# GIVEN PROBLEM
Print every one of the following records verbatim, with no changes.

# start of RECORDS SUPPLIED

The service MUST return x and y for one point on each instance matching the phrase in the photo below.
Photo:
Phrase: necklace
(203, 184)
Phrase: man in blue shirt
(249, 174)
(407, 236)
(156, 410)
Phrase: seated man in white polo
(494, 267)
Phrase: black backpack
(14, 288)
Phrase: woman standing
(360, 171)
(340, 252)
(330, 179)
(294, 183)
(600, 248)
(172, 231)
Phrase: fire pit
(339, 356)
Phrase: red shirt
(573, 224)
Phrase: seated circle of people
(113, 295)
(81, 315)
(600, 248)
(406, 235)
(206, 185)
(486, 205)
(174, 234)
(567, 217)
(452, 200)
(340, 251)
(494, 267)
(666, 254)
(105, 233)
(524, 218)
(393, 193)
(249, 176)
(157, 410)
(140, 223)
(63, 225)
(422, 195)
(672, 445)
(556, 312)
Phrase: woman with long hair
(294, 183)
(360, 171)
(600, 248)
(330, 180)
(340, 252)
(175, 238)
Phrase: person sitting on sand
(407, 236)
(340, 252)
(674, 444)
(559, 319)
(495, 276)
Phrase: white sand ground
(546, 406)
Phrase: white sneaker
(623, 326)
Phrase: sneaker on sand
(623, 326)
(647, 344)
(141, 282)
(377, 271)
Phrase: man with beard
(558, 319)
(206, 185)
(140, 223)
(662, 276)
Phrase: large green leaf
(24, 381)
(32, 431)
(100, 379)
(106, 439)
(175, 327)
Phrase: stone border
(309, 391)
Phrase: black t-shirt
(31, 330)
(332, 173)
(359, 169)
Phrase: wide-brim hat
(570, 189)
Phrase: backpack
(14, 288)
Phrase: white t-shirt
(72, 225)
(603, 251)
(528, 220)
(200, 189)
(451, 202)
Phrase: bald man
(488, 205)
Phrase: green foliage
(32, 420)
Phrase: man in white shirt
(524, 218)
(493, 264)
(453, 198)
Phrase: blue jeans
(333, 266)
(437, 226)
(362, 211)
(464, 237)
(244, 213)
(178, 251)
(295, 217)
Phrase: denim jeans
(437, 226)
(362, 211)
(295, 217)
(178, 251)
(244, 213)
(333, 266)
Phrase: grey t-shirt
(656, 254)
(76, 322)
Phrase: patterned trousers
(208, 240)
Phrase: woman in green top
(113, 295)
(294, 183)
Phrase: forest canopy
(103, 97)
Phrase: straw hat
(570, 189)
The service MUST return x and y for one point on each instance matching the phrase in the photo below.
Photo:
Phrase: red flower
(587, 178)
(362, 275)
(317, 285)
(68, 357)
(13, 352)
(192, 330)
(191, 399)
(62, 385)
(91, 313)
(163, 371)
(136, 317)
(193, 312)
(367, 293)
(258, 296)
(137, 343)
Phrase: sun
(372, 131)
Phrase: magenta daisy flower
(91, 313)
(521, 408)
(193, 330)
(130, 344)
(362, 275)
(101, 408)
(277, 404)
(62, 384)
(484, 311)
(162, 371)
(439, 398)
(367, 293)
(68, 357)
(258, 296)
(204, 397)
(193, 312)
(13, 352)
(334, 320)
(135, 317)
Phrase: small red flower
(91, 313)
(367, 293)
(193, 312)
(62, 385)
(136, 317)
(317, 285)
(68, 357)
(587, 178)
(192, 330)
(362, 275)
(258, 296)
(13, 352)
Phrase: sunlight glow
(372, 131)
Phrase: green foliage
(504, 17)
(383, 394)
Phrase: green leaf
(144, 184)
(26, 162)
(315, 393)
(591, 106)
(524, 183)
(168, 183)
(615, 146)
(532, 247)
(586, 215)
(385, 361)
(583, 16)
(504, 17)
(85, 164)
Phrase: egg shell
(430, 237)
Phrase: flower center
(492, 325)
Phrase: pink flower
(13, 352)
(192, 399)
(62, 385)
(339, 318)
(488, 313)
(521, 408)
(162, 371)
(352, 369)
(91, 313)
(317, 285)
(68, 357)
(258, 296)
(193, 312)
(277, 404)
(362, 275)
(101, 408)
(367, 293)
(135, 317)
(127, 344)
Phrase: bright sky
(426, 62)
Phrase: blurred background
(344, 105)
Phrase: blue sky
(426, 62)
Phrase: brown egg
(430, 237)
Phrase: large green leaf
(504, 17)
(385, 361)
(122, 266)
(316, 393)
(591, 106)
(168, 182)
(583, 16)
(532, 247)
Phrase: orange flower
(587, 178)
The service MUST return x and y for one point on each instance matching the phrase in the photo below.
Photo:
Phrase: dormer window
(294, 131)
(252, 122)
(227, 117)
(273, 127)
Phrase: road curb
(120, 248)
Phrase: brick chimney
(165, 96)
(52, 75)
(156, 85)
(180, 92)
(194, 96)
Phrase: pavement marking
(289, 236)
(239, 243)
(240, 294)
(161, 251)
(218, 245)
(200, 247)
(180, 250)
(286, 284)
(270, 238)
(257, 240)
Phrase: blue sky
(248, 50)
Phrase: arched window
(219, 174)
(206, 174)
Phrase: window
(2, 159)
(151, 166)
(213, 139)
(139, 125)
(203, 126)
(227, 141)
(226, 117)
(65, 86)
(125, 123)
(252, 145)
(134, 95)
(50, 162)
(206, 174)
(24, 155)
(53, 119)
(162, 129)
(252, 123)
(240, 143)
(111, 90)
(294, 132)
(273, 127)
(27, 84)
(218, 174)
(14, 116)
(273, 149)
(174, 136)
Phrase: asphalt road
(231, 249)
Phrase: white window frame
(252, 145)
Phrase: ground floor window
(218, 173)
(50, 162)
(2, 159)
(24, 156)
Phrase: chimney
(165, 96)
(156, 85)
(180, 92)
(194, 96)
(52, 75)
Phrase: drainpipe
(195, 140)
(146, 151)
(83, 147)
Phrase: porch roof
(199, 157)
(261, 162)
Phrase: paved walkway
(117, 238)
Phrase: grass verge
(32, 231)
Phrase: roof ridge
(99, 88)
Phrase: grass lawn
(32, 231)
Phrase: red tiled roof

# end of RECORDS SUPPLIED

# TASK OUTPUT
The service MUST return x and y for one point on each instance matching the phrase in the photo below.
Photo:
Phrase: necklace
(203, 184)
Phrase: man in blue shirt
(249, 174)
(407, 236)
(156, 410)
Phrase: seated man in white polo
(494, 267)
Phrase: black backpack
(14, 288)
Phrase: woman standing
(360, 171)
(340, 252)
(330, 179)
(294, 183)
(600, 248)
(172, 231)
Phrase: fire pit
(339, 356)
Phrase: red shirt
(573, 224)
Phrase: seated circle of people
(113, 295)
(81, 315)
(600, 248)
(406, 235)
(206, 185)
(486, 205)
(174, 234)
(567, 217)
(452, 200)
(340, 251)
(494, 267)
(666, 254)
(105, 233)
(524, 218)
(393, 193)
(249, 176)
(157, 410)
(140, 223)
(63, 225)
(422, 195)
(672, 445)
(556, 312)
Phrase: woman with long hair
(294, 183)
(360, 171)
(600, 248)
(330, 180)
(340, 252)
(175, 238)
Phrase: person sitting on sand
(407, 236)
(340, 252)
(674, 444)
(559, 319)
(495, 276)
Phrase: white sand ground
(546, 406)
Phrase: white sneaker
(623, 326)
Phrase: sneaker on sand
(623, 326)
(647, 344)
(141, 282)
(377, 271)
Phrase: man with beard
(558, 319)
(206, 185)
(140, 223)
(662, 276)
Phrase: large green leaf
(24, 381)
(32, 431)
(100, 379)
(106, 439)
(175, 327)
Phrase: stone border
(309, 391)
Phrase: black t-shirt
(31, 330)
(332, 173)
(359, 169)
Phrase: wide-brim hat
(570, 189)
Phrase: backpack
(14, 288)
Phrase: white t-shirt
(72, 225)
(603, 251)
(528, 220)
(200, 189)
(451, 202)
Phrase: bald man
(488, 205)
Phrase: green foliage
(32, 420)
Phrase: man in white shirt
(524, 218)
(493, 264)
(453, 198)
Phrase: blue jeans
(333, 266)
(437, 226)
(362, 211)
(464, 237)
(244, 213)
(178, 251)
(295, 217)
Phrase: denim jeans
(437, 226)
(362, 211)
(295, 217)
(178, 251)
(244, 213)
(333, 266)
Phrase: grey t-shirt
(656, 254)
(76, 322)
Phrase: patterned trousers
(208, 240)
Phrase: woman in green top
(113, 295)
(294, 183)
Phrase: forest canopy
(103, 97)
Phrase: straw hat
(570, 189)
The service MUST return x and y for one point on each instance matching the phrase in the photo below.
Photo:
Phrase: red flower
(587, 178)
(362, 275)
(317, 285)
(68, 357)
(13, 352)
(192, 330)
(191, 399)
(62, 385)
(91, 313)
(163, 371)
(136, 317)
(193, 312)
(367, 293)
(258, 296)
(137, 343)
Phrase: sun
(372, 131)
Phrase: magenta daisy flower
(91, 313)
(521, 408)
(193, 330)
(130, 344)
(362, 275)
(101, 408)
(277, 404)
(62, 384)
(484, 311)
(162, 371)
(439, 398)
(367, 293)
(68, 357)
(258, 296)
(204, 397)
(193, 312)
(13, 352)
(334, 320)
(135, 317)
Phrase: small red flower
(91, 313)
(367, 293)
(193, 312)
(62, 385)
(136, 317)
(317, 285)
(68, 357)
(587, 178)
(192, 330)
(362, 275)
(258, 296)
(13, 352)
Phrase: sunlight glow
(372, 131)
Phrase: green foliage
(504, 17)
(383, 394)
Phrase: green leaf
(144, 184)
(26, 162)
(315, 393)
(591, 106)
(524, 183)
(168, 183)
(615, 146)
(532, 247)
(586, 215)
(385, 361)
(583, 16)
(504, 17)
(85, 164)
Phrase: egg shell
(430, 237)
Phrase: flower center
(492, 325)
Phrase: pink flower
(13, 352)
(192, 399)
(62, 385)
(339, 318)
(488, 313)
(521, 408)
(162, 371)
(352, 369)
(91, 313)
(317, 285)
(68, 357)
(258, 296)
(193, 312)
(277, 404)
(362, 275)
(101, 408)
(367, 293)
(135, 317)
(127, 344)
Phrase: bright sky
(426, 62)
Phrase: blurred background
(344, 105)
Phrase: blue sky
(426, 62)
Phrase: brown egg
(430, 237)
Phrase: large green leaf
(504, 17)
(385, 361)
(122, 266)
(316, 393)
(591, 106)
(168, 182)
(583, 16)
(532, 247)
Phrase: orange flower
(587, 178)
The service MUST return x and y for one point on each instance matching the phrase in the photo below.
Photo:
Phrase: dormer window
(294, 131)
(252, 122)
(227, 117)
(273, 127)
Phrase: road curb
(120, 248)
Phrase: brick chimney
(165, 96)
(52, 75)
(156, 85)
(180, 92)
(194, 96)
Phrase: pavement marking
(289, 236)
(239, 243)
(240, 294)
(161, 251)
(218, 245)
(200, 247)
(180, 250)
(286, 284)
(270, 238)
(257, 240)
Phrase: blue sky
(248, 50)
Phrase: arched window
(219, 174)
(206, 174)
Phrase: window
(2, 159)
(151, 166)
(213, 139)
(139, 125)
(203, 126)
(227, 141)
(226, 117)
(65, 86)
(125, 123)
(252, 145)
(134, 95)
(50, 162)
(206, 174)
(24, 155)
(53, 119)
(162, 129)
(252, 123)
(240, 143)
(111, 90)
(294, 132)
(273, 127)
(27, 84)
(218, 174)
(14, 116)
(273, 149)
(174, 136)
Phrase: asphalt road
(231, 249)
Phrase: white window frame
(252, 145)
Phrase: ground floor window
(218, 173)
(50, 162)
(2, 159)
(24, 156)
Phrase: chimney
(165, 96)
(156, 85)
(180, 92)
(194, 96)
(52, 75)
Phrase: drainpipe
(195, 140)
(146, 151)
(83, 147)
Phrase: porch roof
(199, 157)
(261, 162)
Phrase: paved walkway
(117, 238)
Phrase: grass verge
(32, 231)
Phrase: roof ridge
(99, 88)
Phrase: grass lawn
(32, 231)
Phrase: red tiled roof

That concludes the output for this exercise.